Task input:
————————

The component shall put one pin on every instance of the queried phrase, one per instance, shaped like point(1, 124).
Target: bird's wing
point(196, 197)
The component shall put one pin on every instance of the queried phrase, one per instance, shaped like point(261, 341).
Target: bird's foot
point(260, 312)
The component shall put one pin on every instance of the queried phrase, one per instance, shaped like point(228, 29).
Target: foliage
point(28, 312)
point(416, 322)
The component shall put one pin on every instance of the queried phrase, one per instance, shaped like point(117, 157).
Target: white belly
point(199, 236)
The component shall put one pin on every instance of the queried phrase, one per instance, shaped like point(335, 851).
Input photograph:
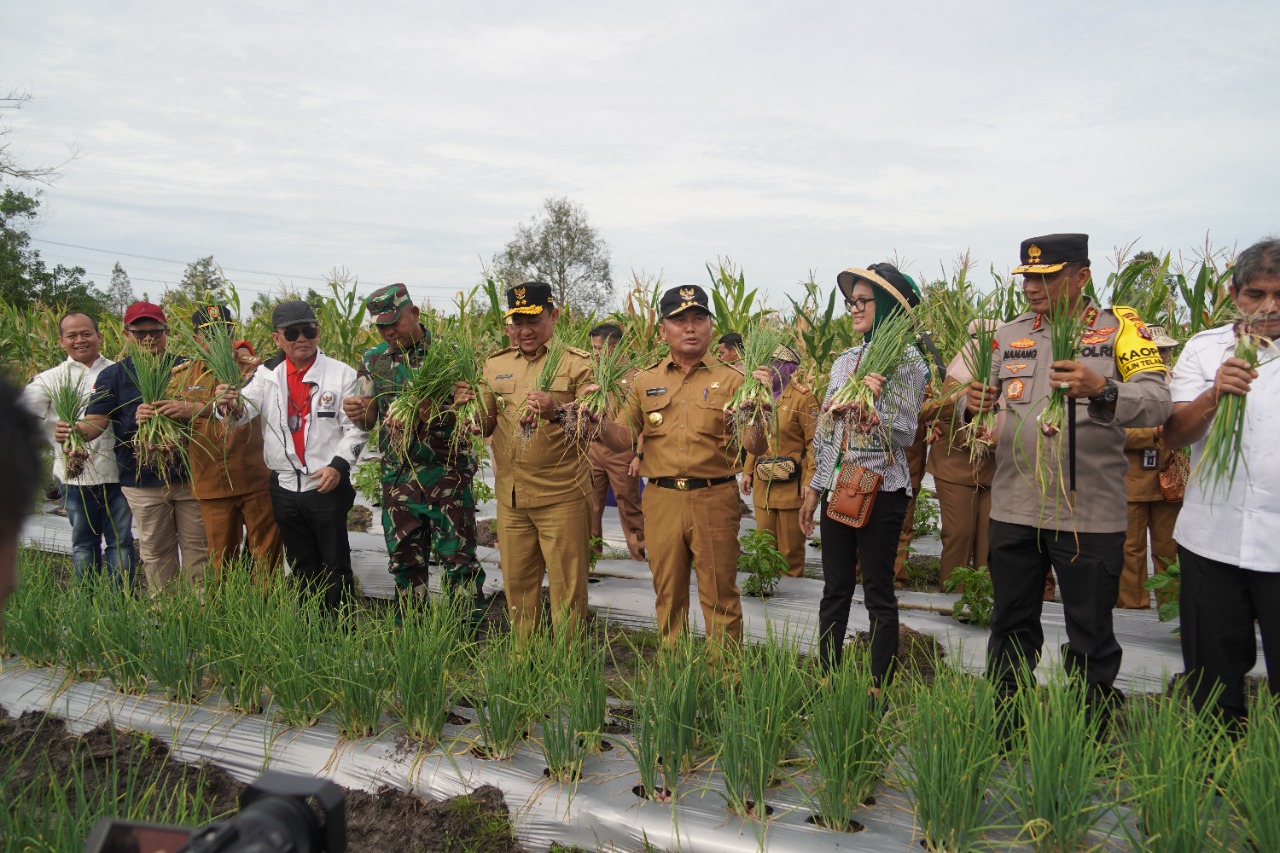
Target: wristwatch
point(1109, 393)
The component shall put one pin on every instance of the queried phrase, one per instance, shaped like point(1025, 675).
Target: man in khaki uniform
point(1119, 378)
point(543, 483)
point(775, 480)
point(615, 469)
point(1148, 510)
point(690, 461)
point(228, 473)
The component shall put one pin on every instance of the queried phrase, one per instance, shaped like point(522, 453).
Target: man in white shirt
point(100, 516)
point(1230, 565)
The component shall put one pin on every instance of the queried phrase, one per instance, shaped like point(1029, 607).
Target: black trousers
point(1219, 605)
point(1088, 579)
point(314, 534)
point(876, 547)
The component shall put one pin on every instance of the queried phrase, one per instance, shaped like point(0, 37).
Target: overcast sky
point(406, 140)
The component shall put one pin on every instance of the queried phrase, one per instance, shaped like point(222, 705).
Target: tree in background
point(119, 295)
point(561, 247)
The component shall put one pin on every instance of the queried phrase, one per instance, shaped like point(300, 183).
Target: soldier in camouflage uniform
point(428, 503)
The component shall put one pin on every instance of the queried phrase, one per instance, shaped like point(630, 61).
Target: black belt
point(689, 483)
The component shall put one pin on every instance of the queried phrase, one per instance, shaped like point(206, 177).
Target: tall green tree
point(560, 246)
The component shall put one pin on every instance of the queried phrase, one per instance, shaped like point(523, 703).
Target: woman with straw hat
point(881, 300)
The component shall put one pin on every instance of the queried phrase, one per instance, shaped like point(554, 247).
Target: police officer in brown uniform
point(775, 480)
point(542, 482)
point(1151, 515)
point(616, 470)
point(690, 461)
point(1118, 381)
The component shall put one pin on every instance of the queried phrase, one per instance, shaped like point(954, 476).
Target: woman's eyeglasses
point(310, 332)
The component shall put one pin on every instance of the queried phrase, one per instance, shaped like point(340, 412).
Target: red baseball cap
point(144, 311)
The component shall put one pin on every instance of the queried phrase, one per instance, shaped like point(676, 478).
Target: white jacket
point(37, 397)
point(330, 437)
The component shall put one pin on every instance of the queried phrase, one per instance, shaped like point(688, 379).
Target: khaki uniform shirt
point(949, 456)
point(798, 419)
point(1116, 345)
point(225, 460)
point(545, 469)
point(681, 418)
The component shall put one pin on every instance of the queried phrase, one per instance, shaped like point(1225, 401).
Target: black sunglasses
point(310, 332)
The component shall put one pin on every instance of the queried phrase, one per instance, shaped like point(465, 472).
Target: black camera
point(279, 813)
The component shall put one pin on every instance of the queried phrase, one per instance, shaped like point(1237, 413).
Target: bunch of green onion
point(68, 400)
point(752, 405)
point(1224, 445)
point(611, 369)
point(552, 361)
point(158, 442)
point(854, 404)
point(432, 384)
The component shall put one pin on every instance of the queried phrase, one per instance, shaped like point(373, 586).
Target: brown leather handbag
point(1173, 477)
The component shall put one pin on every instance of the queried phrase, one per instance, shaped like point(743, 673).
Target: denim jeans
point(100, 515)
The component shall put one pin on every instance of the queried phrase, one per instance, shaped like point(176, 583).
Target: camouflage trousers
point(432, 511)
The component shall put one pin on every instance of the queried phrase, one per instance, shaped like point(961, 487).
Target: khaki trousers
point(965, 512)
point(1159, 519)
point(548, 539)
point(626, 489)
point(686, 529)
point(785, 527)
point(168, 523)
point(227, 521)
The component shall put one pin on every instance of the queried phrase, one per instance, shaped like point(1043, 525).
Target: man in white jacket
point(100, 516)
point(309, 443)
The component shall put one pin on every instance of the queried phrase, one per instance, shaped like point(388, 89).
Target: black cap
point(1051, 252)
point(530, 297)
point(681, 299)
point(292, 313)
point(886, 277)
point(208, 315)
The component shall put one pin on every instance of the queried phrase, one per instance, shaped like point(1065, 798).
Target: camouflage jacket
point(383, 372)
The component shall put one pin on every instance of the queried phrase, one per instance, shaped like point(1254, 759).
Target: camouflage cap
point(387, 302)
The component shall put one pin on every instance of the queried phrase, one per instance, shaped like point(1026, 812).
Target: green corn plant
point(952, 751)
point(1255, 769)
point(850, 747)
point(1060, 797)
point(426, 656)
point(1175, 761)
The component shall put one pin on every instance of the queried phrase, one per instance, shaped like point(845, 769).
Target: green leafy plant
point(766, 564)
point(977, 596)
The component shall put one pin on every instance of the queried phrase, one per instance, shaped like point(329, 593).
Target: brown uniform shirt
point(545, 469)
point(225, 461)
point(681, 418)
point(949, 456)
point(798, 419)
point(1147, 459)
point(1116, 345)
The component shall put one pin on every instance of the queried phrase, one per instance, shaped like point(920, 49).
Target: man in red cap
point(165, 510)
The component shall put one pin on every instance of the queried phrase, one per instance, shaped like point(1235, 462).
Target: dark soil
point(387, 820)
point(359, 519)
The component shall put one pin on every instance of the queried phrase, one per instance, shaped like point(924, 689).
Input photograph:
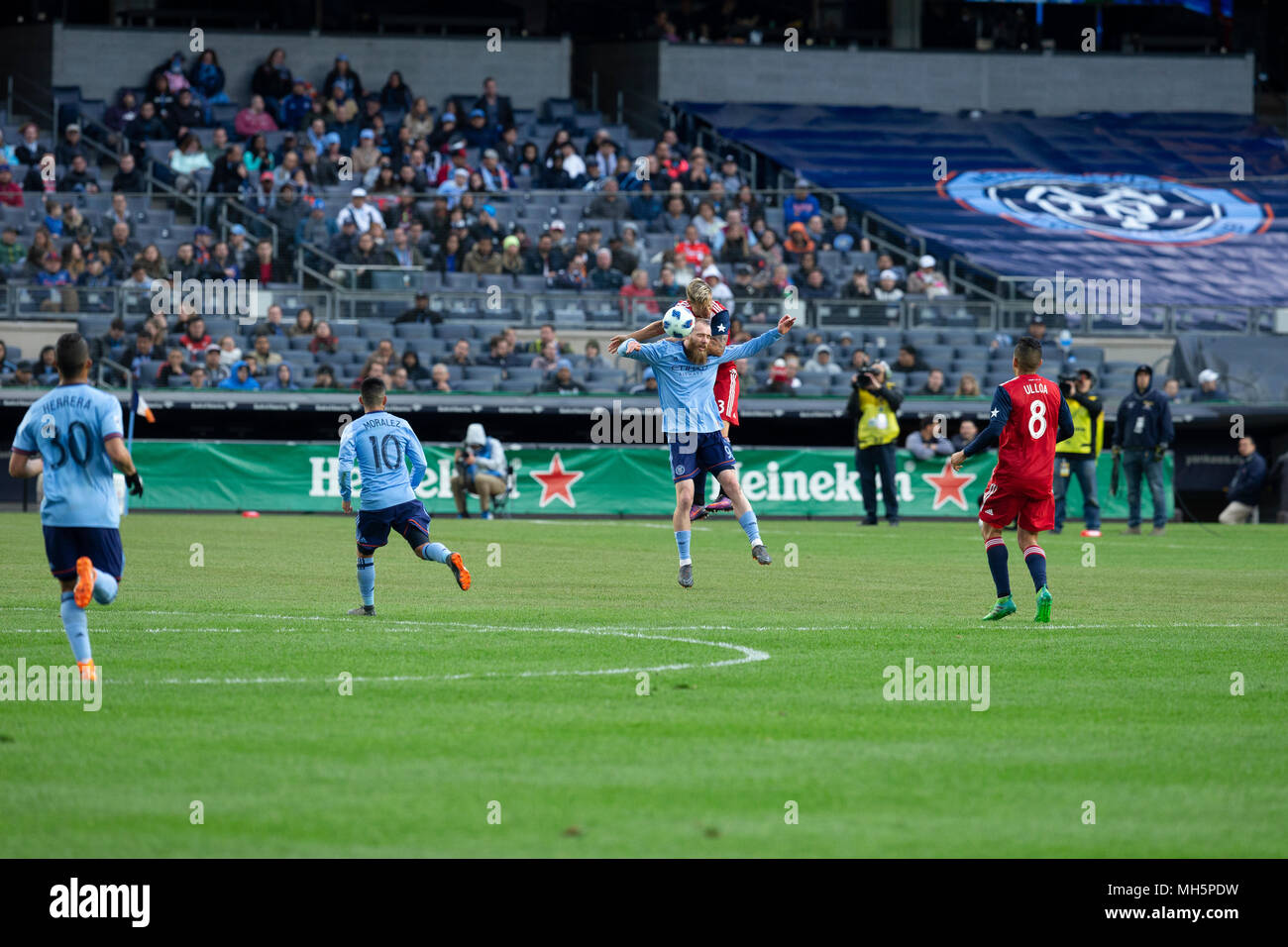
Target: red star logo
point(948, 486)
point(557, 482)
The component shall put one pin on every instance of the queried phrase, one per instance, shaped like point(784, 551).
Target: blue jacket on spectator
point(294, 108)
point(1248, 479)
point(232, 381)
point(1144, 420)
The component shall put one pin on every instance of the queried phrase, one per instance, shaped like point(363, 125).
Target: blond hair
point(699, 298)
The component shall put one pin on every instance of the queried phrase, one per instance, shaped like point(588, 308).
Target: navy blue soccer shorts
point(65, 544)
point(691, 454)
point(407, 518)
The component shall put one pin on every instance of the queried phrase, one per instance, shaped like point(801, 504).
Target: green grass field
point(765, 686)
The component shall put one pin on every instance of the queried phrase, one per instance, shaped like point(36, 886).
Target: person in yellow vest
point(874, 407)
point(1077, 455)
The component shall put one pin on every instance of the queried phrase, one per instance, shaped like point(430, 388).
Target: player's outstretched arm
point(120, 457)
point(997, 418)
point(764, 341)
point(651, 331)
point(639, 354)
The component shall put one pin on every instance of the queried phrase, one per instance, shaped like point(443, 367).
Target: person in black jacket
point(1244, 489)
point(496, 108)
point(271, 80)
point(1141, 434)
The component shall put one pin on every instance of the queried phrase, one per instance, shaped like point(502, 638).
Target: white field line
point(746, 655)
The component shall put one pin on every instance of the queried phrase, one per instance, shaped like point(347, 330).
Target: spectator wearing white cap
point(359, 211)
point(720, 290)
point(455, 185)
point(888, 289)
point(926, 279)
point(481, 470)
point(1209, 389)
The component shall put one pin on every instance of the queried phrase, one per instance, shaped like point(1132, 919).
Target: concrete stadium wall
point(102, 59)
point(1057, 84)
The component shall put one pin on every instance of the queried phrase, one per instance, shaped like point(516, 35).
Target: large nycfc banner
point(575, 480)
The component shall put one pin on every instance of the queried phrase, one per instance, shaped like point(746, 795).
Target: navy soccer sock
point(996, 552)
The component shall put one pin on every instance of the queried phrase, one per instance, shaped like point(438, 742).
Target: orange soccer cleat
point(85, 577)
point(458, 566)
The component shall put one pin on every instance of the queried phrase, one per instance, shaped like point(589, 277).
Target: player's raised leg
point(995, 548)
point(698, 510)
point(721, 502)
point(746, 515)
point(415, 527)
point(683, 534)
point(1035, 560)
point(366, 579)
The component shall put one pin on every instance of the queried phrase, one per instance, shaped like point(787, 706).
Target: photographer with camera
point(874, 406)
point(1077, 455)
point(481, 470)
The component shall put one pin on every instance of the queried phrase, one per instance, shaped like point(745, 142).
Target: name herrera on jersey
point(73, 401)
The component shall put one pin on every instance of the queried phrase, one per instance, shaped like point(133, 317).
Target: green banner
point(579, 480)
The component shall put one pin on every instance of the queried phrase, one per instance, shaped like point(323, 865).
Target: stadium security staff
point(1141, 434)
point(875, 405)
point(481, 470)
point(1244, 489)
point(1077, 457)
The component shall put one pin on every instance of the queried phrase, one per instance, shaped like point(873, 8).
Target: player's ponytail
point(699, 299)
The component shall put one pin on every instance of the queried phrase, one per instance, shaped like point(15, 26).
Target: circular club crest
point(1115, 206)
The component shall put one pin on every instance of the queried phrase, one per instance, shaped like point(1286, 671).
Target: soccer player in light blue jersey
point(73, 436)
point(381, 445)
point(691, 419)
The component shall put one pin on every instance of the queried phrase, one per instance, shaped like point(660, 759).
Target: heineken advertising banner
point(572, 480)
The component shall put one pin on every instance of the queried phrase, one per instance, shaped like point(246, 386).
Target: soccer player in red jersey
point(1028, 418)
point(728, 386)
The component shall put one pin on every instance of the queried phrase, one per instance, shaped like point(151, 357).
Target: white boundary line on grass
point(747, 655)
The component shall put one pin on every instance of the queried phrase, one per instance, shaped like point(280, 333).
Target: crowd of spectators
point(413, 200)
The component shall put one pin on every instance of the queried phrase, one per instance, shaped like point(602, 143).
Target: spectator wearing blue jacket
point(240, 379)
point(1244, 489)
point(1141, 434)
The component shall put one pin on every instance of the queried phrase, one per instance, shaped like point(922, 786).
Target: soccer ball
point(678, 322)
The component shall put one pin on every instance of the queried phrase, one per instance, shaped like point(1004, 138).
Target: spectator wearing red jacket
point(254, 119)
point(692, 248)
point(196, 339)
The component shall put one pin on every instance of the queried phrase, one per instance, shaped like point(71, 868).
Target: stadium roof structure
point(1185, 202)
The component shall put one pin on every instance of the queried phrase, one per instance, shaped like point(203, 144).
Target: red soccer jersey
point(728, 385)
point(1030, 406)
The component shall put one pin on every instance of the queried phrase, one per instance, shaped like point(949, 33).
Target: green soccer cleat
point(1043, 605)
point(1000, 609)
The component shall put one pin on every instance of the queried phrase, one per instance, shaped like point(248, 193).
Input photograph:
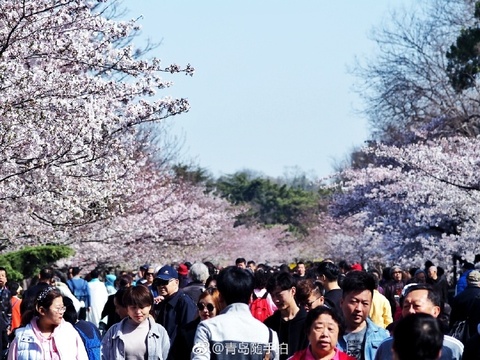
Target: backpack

————————

Activity:
Please set down, exactly and with no pictures, the lines in the entries above starting at the one holding "Target: camouflage jacket" and ending at the one holding "like point(801, 504).", ends included.

Response area:
Target: camouflage jacket
point(383, 372)
The component shall put one pin on every instance of the queried phrase, one per instance, shaped like point(1254, 759).
Target: camouflage cap
point(387, 302)
The component shall put one pin on every instance of the queried phrase, one per instance, shaped like point(1026, 812).
Target: green corn plant
point(952, 751)
point(1255, 769)
point(850, 747)
point(1060, 797)
point(426, 656)
point(1175, 761)
The component shall put one pin on every instance of the queried phrase, one per instance, shaped like point(845, 769).
Target: green leafy plant
point(766, 564)
point(977, 596)
The component shall put one pin on every instance of the queried phrase, one per instance, shaped like point(329, 593).
Target: brown uniform shirt
point(545, 469)
point(225, 461)
point(681, 418)
point(949, 456)
point(798, 419)
point(1147, 459)
point(1116, 345)
The component shall put one pin on every instance of the queried phrase, one per instance, shaped like point(920, 49).
Target: man in red cap
point(165, 510)
The component shall put one pin on every instance of the queried phrase, one per instance, shaped like point(1235, 462).
Target: dark soil
point(387, 820)
point(359, 519)
The component shall put one pin on every instance of the queried phrase, one per instance, shaped like point(924, 689).
Input photograph:
Target: red star logo
point(948, 486)
point(557, 482)
The component shall put one pin on every instance of the queried phrase, one per instance, shaped like point(784, 551).
Target: blue jacket on spectator
point(294, 108)
point(1248, 479)
point(232, 381)
point(1144, 420)
The component shall put one pin on every instance of the queried phrase, one per instance, shaped like point(363, 125).
Target: blond hair
point(699, 298)
The component shall put one pin on every instance of the queried phrase, one per instance, shaped like point(588, 308).
Target: navy blue soccer shorts
point(65, 544)
point(691, 454)
point(407, 518)
The component shall put one pin on every instance of the queried phrase, one per instance, shaped like point(801, 504).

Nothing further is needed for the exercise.